Saturday, May 26, 2007

You’re Still the One, Part II

Question: What one crime, mystery, or thriller novel do you think has been most unjustly overlooked, criminally forgotten, or underappreciated over the years?

Laura Lippman, author of What the Dead Know and No Good Deeds:

“I nominate Suspects [1985], by David Thomson. Some people might not think of it as a crime novel, but there is a mystery at the heart of this book--the connections among myriad film characters, many from classic crime and noir films. From Chinatown to East of Eden to The Big Sleep to Laura to American Gigolo to It’s a Wonderful Life, Thomson weaves the kind of web that provokes lively debates among film buffs and crime buffs. Did Julian from American Gigolo really grow up in the whorehouse from East of Eden? Is Noah Cross’s back story believable? Jake Gittes’?

“The sad thing is--I’ve had to crib that description from the Web and my own (awful) memory. This book, a gift from my sister, was taken from me years ago; and while I thought I had replaced it, I can’t find my secondhand copy, either. I don’t get mad about much that involves material things, but I cursed a blue streak when I found out my copy of Suspects had been taken. (OK, there’s more to the story than that, but I’ll keep that private.) A one-of-a-kind novel, and it’s hard to imagine many writers pulling it off. Thomson, a film critic, was the perfect man for the job.”

************

THE TASKS
a – Reproduce the part of the post on overlooked crime novels that opens with the words containing "Question: What one" and closes with "believable? Jake Gittes’?", swapping "film buffs" for "movie fans".
b – Pick up the post on overlooked crime novels after its final sentence and keep writing.

Detection examples:
************

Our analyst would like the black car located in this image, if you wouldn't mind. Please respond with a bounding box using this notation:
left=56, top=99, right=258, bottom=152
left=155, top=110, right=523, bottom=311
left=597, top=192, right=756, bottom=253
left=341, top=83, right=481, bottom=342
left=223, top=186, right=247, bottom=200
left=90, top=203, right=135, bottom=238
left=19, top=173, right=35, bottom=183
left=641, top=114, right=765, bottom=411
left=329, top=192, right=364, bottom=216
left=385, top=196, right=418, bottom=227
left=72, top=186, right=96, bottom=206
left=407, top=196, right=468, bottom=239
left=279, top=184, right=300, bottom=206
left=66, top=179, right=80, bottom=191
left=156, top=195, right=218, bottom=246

************

SOLVED PROBLEMS
a –
Question: What one crime, mystery, or thriller novel do you think has been most unjustly overlooked, criminally forgotten, or underappreciated over the years?

Laura Lippman, author of What the Dead Know and No Good Deeds:

“I nominate Suspects [1985], by David Thomson. Some people might not think of it as a crime novel, but there is a mystery at the heart of this book--the connections among myriad film characters, many from classic crime and noir films. From Chinatown to East of Eden to The Big Sleep to Laura to American Gigolo to It’s a Wonderful Life, Thomson weaves the kind of web that provokes lively debates among movie fans and crime buffs. Did Julian from American Gigolo really grow up in the whorehouse from East of Eden? Is Noah Cross’s back story believable? Jake Gittes’?

b –
Peter James, film producer and author of Looking Good Dead:

Obsession (1973), by Miles Tripp. “The story of a modest, unassuming man, obsessed with clocks, who declares at the start of the book that a man bumped his car at a traffic light and when he got out to remonstrate with him, the man punched him in the face and drove off. The narrator tells us he hereby dedicates the rest of his life to finding this man and getting even with him.”Matters take a distinct turn for the worse when he discovers, by one of those quirks of fate, that this man, a successful barrister, is having an affair with his wife.”Few novels have ever gripped me so hard, from the first line, as this book. And few have such a totally dark yet grimly satisfying ending. I had my film company, Quadrant, then, in Canada, and we snapped up the film rights. Unfortunately the project ended up in development hell and we never made it. It was always a big regret.”

Adam Woog, crime-fiction critic, The Seattle Times:

“I nominate Swan Boats at Four, by George V. Higgins (1995). The late Mr. Higgins began his literary career writing tough-as-nails crime stories, and--though he frequently moved far beyond the genre’s standard borders--he regularly returned there. Swan Boats at Four was a later work in his long career, a subtle and funny shaggy-dog story about a con man aboard a luxury cruise. Though the book is set far from Higgins’ usual seedy Boston locales and never got the attention it deserved, it exemplifies his best: perfect-pitch dialogue; plots unfurling through that dialogue with majestic slowness; and the author’s affection for the loquacious, full-blooded characters who speak it.”

James Sallis, author of Drive and Cripple Creek:

Killing the Second Dog (1990), by Marek Hłasko. “A Polish writer, Hłasko is little known here; this translation came out from a small press and went virtually unread. But it is one of the grittiest, finest novels I know, forever surprising, strange, unforgettable.”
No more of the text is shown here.